**THE PROBLEM:** Transcribe, exactly and in full, every record shown below, while omitting its images.
(GIVEN RECORDS Opens)
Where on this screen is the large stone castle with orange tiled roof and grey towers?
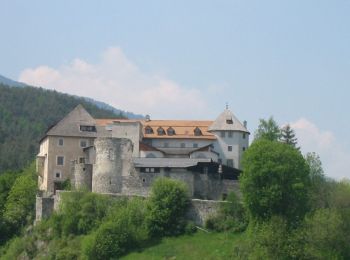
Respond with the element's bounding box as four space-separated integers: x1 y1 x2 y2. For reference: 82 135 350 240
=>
37 105 249 200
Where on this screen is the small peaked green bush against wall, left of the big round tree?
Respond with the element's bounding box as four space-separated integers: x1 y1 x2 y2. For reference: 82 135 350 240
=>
205 192 248 232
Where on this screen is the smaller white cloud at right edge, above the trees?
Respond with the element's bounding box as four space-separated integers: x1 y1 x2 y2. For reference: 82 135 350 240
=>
290 118 350 179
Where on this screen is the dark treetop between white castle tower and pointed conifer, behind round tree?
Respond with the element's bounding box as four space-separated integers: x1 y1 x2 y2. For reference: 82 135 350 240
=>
254 116 281 141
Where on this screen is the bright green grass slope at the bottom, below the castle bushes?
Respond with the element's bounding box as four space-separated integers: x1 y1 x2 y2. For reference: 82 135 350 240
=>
121 231 243 260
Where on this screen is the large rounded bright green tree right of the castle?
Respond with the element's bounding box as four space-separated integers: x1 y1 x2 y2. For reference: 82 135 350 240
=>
240 139 310 223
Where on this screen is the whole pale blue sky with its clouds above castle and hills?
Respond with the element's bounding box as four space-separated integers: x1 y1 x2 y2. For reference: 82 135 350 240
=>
0 0 350 178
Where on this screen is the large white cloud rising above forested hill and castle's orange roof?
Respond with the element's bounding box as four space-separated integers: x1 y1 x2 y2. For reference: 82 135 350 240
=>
19 47 207 118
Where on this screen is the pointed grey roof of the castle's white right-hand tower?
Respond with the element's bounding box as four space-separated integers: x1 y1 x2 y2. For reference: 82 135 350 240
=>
208 109 249 133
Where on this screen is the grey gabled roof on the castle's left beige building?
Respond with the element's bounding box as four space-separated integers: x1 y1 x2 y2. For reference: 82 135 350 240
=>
46 105 97 137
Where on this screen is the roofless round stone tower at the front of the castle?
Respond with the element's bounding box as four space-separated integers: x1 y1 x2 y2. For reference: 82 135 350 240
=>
(GIVEN RECORDS Closes)
**RESULT:**
Where on this screen is the large stone castle with orange tiled roof and grey towers?
Respond with the element's bounding box as four space-separated integers: x1 y1 x2 y2. For reference: 82 135 350 240
=>
37 105 249 200
Where on this screen is the small peaked green bush against wall, left of the big round tree?
Respond with the element's bounding box as four space-separated integers: x1 y1 x2 y2. For reference: 82 135 350 240
=>
205 192 248 232
Where on this screen is the smaller white cloud at right edge, above the trees?
Respond with the element's bounding box as four space-separated integers: x1 y1 x2 y2. For reference: 82 135 350 240
=>
290 118 350 179
Where on this screen is the dark treetop between white castle tower and pointed conifer, behind round tree?
Respond with the element's bounding box as four space-separated integers: x1 y1 x2 y2. For reference: 82 135 350 240
=>
254 116 281 141
Where on this screen is the bright green grass slope at the bottom, below the castle bushes?
Respond with the element's bounding box as four space-separated integers: x1 y1 x2 y2. For reference: 82 135 350 240
=>
121 231 243 260
Where on this screen is the large rounded bright green tree right of the castle?
Respond with the element's bounding box as four space-separated integers: x1 y1 x2 y2. For reference: 82 135 350 240
=>
240 139 310 223
Where on this screen is the whole pale blue sky with its clouds above castle and hills?
Respond with the element's bounding box as four space-separated integers: x1 y1 x2 y2. For reference: 82 135 350 240
=>
0 0 350 178
Where on this screen is the large white cloud rising above forested hill and castle's orange roof?
Respond with the element's bounding box as four space-separated integers: x1 y1 x2 y2. For reference: 82 135 350 240
=>
19 47 207 118
Where on this screen is the pointed grey roof of the castle's white right-hand tower?
Respond with the element's bounding box as four space-separated integers: x1 y1 x2 y2. For reference: 82 135 350 240
=>
208 109 249 133
Where on this screen is the grey gabled roof on the castle's left beige building?
Respond with the element's bounding box as four space-separated integers: x1 y1 x2 y2. For reference: 82 135 350 240
=>
46 105 97 137
Where on this screen is the roofless round stone tower at the front of the castle?
Respond with the element's bounding box as four space-separated integers: x1 y1 x2 y2. For reference: 82 135 350 240
=>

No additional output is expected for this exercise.